== Directions for this task ==
Using the records below, give again exactly the lines from the line that contains "chimney, one point per instance" through the line that contains "# return x and y for each instance of the woman", both ends included, and only those.
*** Record set
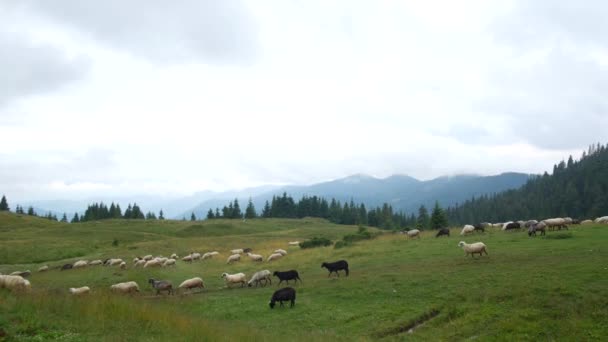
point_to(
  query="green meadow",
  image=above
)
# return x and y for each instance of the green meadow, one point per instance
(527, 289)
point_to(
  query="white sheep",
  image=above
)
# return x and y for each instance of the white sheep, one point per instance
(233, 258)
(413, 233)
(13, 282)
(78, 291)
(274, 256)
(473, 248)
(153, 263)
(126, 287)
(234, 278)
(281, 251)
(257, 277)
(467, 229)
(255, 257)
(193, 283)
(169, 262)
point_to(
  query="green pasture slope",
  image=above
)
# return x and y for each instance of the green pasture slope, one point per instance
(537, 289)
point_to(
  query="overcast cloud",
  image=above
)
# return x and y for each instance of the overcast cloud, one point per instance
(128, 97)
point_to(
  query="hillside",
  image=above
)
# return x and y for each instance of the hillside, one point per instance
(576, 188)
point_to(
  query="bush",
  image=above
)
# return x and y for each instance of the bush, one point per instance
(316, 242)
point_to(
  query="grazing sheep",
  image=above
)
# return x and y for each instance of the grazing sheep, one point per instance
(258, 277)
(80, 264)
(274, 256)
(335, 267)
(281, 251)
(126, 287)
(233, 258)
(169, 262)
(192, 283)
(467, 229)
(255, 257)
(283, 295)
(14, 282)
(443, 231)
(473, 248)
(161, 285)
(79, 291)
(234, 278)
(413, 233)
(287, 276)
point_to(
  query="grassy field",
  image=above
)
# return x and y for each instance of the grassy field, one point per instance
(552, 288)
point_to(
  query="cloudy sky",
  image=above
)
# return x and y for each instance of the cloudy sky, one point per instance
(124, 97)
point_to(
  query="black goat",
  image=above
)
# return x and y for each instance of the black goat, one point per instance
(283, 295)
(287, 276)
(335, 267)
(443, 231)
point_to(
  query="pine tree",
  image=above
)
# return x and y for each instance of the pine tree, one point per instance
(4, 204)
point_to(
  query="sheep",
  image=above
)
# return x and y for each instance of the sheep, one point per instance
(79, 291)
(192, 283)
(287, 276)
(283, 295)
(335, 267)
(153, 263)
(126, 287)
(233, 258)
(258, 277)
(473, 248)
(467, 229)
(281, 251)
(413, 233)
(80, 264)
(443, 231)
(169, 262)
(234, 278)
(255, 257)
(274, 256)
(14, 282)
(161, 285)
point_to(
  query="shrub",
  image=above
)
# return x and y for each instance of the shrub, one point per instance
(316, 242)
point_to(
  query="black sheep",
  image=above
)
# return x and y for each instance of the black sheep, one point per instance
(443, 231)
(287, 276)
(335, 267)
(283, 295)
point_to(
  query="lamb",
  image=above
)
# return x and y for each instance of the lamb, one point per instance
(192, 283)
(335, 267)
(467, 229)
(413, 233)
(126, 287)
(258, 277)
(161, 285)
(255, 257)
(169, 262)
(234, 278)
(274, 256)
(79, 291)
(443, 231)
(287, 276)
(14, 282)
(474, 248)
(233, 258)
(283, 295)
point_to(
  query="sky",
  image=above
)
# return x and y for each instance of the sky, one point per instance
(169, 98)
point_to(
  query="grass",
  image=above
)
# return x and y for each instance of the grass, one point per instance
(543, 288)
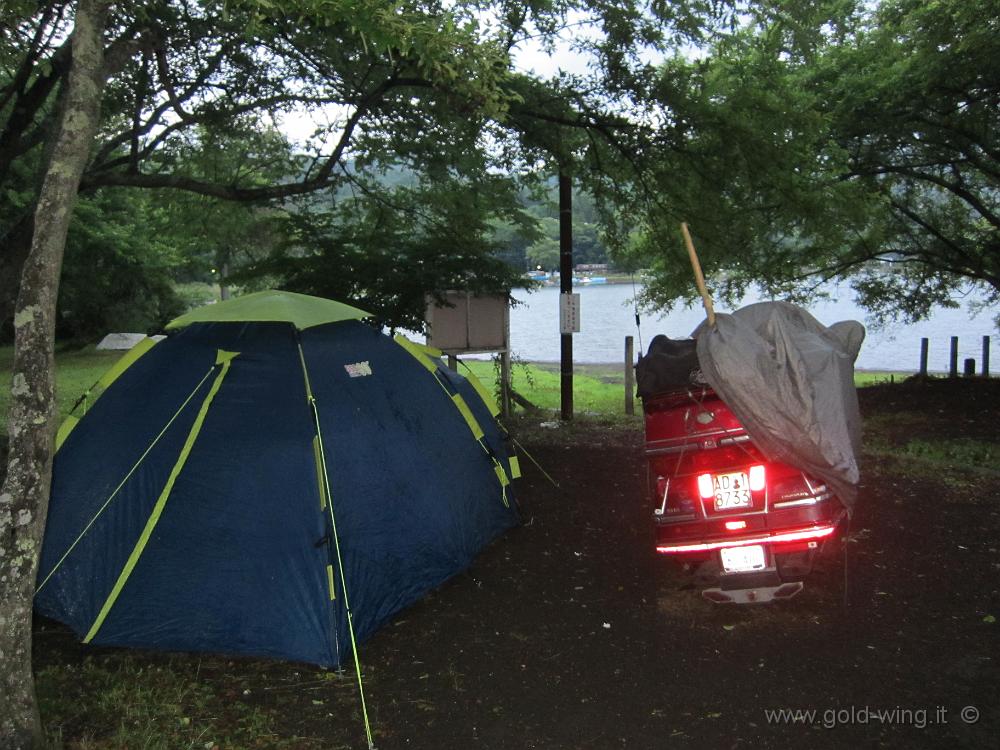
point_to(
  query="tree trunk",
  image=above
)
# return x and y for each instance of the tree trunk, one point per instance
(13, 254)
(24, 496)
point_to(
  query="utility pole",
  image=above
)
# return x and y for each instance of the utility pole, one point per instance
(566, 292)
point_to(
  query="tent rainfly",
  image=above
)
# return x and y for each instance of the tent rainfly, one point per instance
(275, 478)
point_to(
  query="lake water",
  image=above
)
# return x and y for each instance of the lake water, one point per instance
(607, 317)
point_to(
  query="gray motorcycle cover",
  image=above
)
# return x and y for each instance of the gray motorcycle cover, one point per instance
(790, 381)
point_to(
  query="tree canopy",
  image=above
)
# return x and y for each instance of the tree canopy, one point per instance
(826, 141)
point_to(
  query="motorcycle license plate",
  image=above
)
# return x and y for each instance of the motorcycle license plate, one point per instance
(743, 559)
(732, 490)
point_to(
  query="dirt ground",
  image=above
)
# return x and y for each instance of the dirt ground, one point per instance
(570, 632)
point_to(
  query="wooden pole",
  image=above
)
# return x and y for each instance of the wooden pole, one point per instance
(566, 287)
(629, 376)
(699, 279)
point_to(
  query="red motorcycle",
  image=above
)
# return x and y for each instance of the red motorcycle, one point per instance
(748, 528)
******
*** Record set
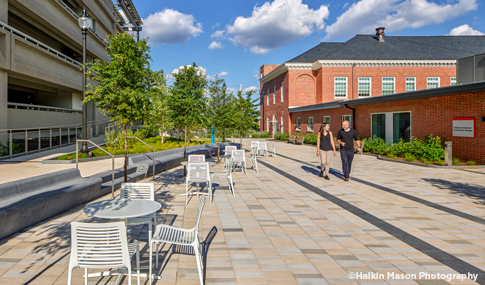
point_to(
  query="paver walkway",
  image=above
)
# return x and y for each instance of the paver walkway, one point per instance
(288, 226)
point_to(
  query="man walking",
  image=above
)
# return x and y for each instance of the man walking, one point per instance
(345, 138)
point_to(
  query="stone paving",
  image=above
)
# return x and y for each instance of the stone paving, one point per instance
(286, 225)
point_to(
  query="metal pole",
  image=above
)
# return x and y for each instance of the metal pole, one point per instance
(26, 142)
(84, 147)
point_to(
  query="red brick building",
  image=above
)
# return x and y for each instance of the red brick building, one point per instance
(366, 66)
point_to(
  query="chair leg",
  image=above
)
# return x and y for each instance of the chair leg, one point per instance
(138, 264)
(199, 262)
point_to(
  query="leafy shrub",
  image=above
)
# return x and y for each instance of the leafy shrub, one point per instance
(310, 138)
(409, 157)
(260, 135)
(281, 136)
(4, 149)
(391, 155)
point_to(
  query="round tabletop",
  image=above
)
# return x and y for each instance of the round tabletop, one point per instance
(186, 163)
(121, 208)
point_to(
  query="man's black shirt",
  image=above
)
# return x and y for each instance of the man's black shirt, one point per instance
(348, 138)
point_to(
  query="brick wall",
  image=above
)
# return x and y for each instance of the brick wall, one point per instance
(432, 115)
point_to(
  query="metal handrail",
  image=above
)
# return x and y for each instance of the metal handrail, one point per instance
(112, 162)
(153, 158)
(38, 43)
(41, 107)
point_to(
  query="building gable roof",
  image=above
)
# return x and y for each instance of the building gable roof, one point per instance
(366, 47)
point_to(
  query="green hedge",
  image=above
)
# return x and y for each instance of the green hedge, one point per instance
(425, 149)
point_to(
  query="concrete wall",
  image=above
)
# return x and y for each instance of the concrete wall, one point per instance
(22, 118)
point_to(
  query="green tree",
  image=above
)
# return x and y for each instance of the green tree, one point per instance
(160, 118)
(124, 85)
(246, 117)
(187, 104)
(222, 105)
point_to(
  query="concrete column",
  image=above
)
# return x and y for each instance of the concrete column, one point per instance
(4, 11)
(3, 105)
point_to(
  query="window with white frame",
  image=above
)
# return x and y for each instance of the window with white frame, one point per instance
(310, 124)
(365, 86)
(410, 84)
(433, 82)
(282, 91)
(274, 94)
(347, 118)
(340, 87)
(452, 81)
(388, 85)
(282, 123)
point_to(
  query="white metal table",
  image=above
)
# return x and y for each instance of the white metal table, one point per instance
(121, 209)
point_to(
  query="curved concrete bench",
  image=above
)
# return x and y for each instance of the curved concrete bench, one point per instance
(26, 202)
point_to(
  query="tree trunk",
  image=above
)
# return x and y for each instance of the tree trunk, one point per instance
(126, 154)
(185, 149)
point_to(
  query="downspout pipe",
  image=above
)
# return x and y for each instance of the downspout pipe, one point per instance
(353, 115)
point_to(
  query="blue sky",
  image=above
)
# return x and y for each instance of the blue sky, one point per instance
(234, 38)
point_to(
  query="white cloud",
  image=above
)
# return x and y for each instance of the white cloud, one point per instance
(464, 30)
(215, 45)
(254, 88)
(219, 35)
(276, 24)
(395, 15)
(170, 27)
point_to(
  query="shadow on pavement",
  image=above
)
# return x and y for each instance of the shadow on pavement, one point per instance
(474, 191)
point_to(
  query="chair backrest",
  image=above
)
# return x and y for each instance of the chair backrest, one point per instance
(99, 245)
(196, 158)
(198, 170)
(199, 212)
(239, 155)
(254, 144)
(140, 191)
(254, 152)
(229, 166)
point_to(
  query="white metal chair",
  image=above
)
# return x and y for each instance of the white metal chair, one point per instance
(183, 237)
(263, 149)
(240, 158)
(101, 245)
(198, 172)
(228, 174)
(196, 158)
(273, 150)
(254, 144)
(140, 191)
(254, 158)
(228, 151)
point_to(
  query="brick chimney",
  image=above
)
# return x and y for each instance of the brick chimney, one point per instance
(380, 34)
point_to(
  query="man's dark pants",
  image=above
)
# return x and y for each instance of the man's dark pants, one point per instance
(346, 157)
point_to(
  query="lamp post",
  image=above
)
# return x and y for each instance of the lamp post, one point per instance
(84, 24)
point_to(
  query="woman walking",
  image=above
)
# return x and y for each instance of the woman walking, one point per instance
******
== The answer ==
# return x and y for each instance of the brick chimney, one point per instance
(380, 34)
point_to(
  query="man's dark pants",
  image=above
)
# return x and y for each instance of the man's dark pants, one point per instance
(346, 157)
point_to(
  query="lamp post",
  image=above
)
# return x and y for each instance of the lamp post, one point per instance
(84, 24)
point_to(
  query="woman walking",
  image=above
)
# return x and y for each instance of the woman walking, one point per instance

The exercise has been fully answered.